→ Task brief: Reproduce every line of the listing below verbatim, keeping the original order and wording.

[Object point labels]
═══
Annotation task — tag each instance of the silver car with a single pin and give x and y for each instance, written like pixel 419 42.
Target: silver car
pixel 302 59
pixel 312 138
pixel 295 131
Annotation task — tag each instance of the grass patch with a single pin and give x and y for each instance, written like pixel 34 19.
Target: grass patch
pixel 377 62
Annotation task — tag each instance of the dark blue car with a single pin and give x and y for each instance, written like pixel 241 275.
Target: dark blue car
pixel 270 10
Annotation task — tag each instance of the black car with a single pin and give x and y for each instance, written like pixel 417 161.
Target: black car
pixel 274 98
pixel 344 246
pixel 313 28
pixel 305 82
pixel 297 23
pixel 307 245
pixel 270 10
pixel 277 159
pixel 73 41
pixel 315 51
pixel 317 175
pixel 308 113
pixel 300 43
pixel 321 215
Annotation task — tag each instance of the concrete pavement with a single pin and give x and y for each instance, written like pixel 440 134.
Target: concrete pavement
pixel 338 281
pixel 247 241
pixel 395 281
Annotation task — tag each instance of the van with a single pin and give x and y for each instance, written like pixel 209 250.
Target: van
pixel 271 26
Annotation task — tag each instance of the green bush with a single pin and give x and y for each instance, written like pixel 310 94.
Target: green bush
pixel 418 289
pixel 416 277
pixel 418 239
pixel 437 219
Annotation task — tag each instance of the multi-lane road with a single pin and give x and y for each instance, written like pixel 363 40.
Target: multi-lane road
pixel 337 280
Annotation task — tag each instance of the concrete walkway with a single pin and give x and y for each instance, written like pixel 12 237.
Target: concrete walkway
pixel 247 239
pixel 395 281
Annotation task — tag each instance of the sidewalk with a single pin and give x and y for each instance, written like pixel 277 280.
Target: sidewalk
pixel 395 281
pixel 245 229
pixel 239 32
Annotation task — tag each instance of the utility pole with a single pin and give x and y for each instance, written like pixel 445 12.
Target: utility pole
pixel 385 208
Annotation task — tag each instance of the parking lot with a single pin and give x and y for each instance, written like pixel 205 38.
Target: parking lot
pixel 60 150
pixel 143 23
═══
→ Result:
Annotation task — tag each instance of the silver car with a single pin and give x and y for each instance, written like pixel 419 42.
Target: silver car
pixel 302 59
pixel 312 138
pixel 295 131
Annotation task — tag each instance of the grass patch with a single pin and give x and y for each instance, written like pixel 34 19.
Target: grass patch
pixel 377 62
Annotation task — tag each instance of the dark blue car with a single pin and give x and y for each instance, written like pixel 241 275.
Target: dark blue car
pixel 270 10
Annotation task — tag each instance of the black car with a single pin and give x and y for each instance, written like pixel 417 161.
Target: black car
pixel 274 98
pixel 344 246
pixel 313 28
pixel 305 82
pixel 297 23
pixel 307 245
pixel 270 10
pixel 277 159
pixel 73 41
pixel 315 51
pixel 317 175
pixel 308 113
pixel 300 43
pixel 321 215
Annotation task — tag each instance of the concrete pavement with a single pin and give x and y for each instance, written like pixel 440 134.
Target: concrete pavement
pixel 338 281
pixel 247 241
pixel 395 281
Annotation task — tag each instance of the van with a single pin and give x and y for each instance, written like pixel 209 250.
Target: van
pixel 271 26
Annotation task — tag each instance of the green bush with a single pin and give x and y for each instance, written like pixel 310 94.
Target: green bush
pixel 418 289
pixel 416 277
pixel 418 239
pixel 437 219
Annotation task — tag each instance of the multi-lane road with a single pin and give x and y for each instance, written like pixel 363 40.
Target: multi-lane road
pixel 337 280
Annotation task — tag each instance of the concrete walkway with a single pin and give x and y for each instance, written like pixel 12 237.
Target: concrete walkway
pixel 247 239
pixel 395 281
Annotation task — tag each instance of the sidewalk with a single pin and give x and y for each instance, written like pixel 277 280.
Target: sidewalk
pixel 395 281
pixel 245 229
pixel 239 32
Annotation task — tag each instance of the utility pole with a single pin and give x and y for each instance, written like pixel 445 12.
Target: utility pole
pixel 385 208
Annotation task — tag each instance of the parking lot with a single pin and give x and y for each instance, written like pixel 205 38.
Target: parking lot
pixel 60 150
pixel 143 23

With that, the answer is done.